• [Source document]:
========
And the thing is, Simone Biles displayed precisely that quality for years. So what happened?

Apparently no one gets to ask, and we have learned quickly that only the approved reactions are acceptable.

If Brady had thrown three interceptions in the first half of the last Super Bowl, he would have faced numerous questions about such a massive performance hiccup.  Curiosity would have properly surrounded both his arm and his mental focus.  And there is no universe in which he would have handed the ball to the backup quarterback and opted out of the second half because he wasn’t in “the right head space.”

No comparison will be exact.  There is nothing precisely like the pressure on an individual gymnast in an Olympic team rotation.  Does it exceed any pressure on any athlete in any other setting?  I don’t know.  I do know that she has excelled under that pressure in the past, revealing a grit that has written her name on the tablet of our greatest Olympians.
========
• [Supplied material]:
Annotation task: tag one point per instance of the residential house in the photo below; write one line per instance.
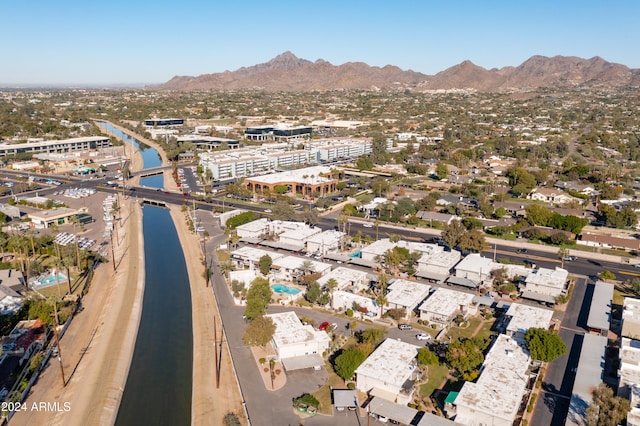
========
• [Assignment 1]:
In the passage about Simone Biles, what does the writer say Brady would not have done after throwing three interceptions in the first half of the last Super Bowl?
• [Assignment 2]:
Do these statements agree with the passage about Simone Biles? (a) The writer says no comparison will be exact. (b) The writer claims to know that the pressure on a gymnast in an Olympic team rotation exceeds any pressure on any athlete in any other setting. (c) The writer says Biles has excelled under that pressure in the past.

• [Task answer 1]:
He would not have handed the ball to the backup quarterback and opted out of the second half.

• [Task answer 2]:
(a) Yes: "No comparison will be exact."
(b) No: "I don’t know."
(c) Yes: "she has excelled under that pressure in the past"